**Exercise aim:**
Using the data that follows, return exactly the lines from the one that contains "Every instance of the brass" through the one that contains "Every instance of the painted doll", ends included.

**Material shown:**
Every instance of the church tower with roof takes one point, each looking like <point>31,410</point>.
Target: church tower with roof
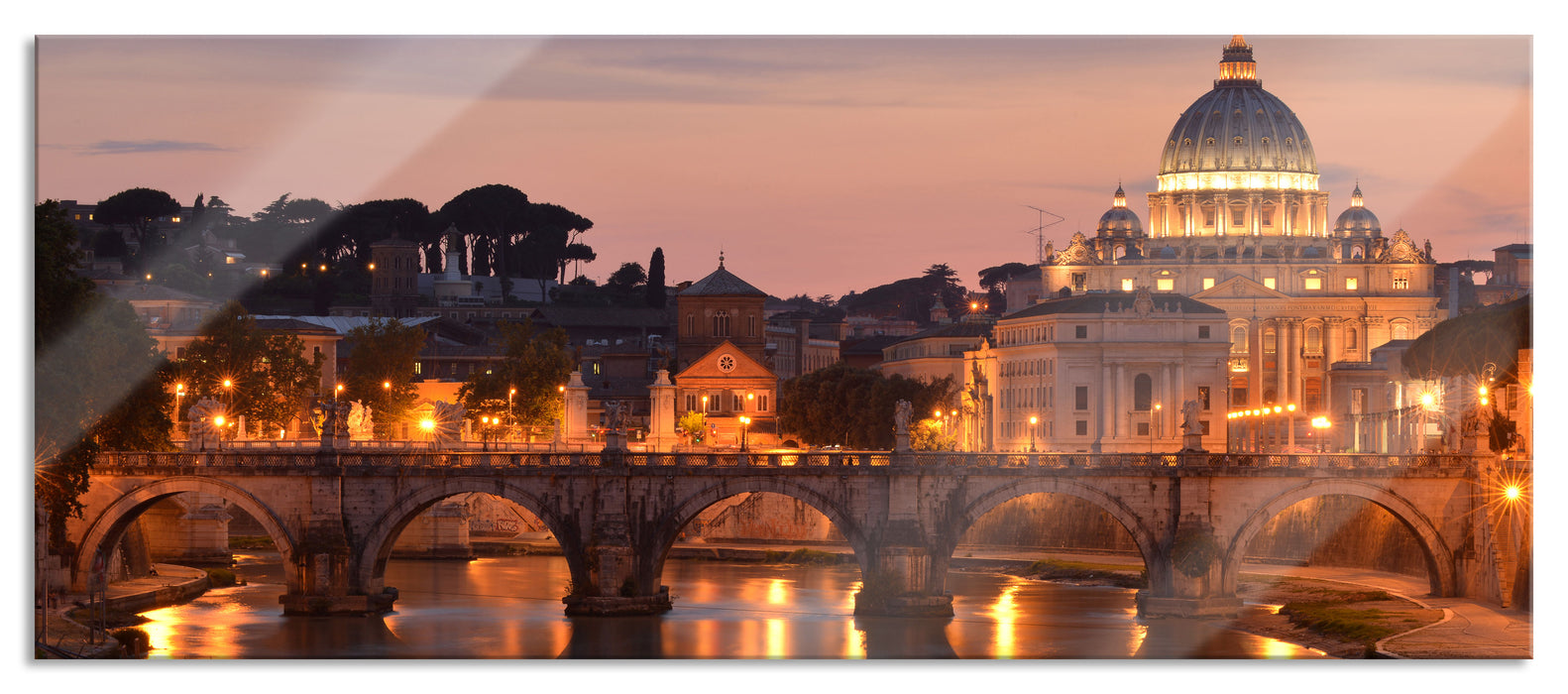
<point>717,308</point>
--
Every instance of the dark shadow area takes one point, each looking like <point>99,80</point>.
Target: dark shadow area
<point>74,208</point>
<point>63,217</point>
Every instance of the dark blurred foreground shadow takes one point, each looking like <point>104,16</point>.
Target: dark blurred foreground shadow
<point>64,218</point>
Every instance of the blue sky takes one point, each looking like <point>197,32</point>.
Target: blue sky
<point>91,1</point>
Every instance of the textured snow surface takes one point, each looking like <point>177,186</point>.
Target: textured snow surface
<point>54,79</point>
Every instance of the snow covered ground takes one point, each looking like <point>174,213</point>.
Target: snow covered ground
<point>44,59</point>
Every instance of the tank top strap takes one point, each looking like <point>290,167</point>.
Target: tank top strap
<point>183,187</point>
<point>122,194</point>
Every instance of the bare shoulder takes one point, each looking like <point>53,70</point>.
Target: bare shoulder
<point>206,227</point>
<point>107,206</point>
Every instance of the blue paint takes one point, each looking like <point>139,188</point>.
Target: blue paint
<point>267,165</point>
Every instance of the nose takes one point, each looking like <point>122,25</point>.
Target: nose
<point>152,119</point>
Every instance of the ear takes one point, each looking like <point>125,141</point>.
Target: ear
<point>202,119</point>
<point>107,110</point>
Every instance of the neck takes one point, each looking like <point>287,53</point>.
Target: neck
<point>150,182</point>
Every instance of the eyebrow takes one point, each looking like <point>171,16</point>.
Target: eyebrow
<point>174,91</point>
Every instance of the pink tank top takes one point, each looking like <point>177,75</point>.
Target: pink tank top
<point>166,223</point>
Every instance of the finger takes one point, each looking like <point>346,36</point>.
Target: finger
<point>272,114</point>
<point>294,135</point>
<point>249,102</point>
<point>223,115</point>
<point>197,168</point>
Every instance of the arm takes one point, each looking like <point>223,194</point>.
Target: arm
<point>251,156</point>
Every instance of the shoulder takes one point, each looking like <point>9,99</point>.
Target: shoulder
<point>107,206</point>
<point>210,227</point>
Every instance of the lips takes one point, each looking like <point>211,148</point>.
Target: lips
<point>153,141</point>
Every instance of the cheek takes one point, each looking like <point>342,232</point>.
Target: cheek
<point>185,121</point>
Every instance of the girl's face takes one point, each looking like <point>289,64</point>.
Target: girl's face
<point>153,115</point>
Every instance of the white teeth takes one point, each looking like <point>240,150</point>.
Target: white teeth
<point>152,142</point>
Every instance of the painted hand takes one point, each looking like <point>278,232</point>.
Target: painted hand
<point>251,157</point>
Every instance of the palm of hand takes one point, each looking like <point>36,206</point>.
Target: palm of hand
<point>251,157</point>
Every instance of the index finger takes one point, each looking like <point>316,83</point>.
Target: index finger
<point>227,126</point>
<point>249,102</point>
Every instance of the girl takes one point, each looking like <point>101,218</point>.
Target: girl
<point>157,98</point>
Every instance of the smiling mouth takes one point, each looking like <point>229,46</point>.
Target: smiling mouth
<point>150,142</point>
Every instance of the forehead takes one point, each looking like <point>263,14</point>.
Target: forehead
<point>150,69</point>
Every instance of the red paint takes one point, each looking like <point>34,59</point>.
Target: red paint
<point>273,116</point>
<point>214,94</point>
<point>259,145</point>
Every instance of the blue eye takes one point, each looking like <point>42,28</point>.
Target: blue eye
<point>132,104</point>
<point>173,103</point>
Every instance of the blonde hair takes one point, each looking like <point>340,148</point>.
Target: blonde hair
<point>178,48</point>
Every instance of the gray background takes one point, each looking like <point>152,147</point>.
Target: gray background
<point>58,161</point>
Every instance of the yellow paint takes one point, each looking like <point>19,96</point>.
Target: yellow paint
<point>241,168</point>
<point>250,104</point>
* * *
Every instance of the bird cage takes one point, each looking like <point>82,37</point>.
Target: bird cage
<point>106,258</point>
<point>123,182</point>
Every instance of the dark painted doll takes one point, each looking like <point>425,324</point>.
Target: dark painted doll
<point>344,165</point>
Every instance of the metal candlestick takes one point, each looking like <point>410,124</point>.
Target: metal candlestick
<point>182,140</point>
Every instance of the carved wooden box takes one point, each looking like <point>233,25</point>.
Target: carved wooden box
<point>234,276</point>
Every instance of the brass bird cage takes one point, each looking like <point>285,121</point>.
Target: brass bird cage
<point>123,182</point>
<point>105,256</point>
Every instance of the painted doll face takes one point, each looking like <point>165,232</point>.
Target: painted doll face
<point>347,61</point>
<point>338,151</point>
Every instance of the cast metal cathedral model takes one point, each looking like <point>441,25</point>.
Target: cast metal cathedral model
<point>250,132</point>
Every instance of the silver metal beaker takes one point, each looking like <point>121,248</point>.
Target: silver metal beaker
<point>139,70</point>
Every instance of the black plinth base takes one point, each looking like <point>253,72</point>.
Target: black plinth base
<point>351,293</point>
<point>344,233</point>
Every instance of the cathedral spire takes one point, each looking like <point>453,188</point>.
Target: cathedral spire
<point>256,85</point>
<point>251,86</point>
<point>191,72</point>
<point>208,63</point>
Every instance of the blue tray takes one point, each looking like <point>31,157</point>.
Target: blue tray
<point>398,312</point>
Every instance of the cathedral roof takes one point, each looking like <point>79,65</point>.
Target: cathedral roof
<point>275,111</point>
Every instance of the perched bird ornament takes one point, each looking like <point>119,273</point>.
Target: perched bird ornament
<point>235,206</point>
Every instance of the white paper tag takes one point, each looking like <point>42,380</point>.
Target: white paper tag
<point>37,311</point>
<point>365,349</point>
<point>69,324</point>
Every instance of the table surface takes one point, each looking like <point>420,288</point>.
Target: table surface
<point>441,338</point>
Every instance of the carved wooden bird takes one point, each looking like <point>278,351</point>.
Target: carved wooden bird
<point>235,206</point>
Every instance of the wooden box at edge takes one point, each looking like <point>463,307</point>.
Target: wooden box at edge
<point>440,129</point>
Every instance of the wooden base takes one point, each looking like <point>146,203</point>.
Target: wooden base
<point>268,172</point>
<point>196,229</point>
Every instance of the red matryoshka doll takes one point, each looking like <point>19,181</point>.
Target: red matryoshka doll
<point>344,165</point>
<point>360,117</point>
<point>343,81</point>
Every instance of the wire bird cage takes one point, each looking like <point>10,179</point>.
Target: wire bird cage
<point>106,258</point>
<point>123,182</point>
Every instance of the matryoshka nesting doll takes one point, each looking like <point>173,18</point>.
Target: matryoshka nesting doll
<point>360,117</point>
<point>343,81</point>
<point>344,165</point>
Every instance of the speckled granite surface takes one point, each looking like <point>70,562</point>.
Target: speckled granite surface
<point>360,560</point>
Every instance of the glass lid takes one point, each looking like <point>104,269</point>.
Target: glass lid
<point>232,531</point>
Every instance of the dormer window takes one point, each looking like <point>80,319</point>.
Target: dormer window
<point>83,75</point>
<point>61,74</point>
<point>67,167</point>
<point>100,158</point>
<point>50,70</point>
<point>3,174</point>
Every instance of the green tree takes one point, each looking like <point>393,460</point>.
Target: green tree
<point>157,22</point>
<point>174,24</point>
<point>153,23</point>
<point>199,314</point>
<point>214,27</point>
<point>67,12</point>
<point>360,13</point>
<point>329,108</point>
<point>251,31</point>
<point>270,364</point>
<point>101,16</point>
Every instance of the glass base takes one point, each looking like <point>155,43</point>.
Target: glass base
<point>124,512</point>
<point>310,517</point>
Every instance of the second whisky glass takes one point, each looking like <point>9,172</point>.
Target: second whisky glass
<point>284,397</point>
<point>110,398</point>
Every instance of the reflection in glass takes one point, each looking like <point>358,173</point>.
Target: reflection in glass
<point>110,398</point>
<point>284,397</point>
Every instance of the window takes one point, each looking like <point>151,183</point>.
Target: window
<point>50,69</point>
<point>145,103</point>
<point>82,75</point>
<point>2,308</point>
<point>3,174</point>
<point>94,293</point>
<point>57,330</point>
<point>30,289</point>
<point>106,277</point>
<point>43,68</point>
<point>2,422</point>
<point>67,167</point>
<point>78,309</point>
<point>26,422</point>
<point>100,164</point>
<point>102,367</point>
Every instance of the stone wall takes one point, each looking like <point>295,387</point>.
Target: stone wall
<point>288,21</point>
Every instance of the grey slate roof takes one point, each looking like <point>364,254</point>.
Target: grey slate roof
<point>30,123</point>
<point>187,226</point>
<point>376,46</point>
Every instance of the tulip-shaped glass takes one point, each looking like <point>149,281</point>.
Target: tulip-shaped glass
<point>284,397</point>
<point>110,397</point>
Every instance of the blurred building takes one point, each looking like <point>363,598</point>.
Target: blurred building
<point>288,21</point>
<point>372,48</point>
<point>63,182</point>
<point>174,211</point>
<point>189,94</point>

**Written response:**
Every instance of the brass bird cage takes one point, each looking like <point>285,121</point>.
Target: brass bird cage
<point>123,182</point>
<point>105,256</point>
Every instance of the painted doll face takes one point, each looking like <point>165,232</point>.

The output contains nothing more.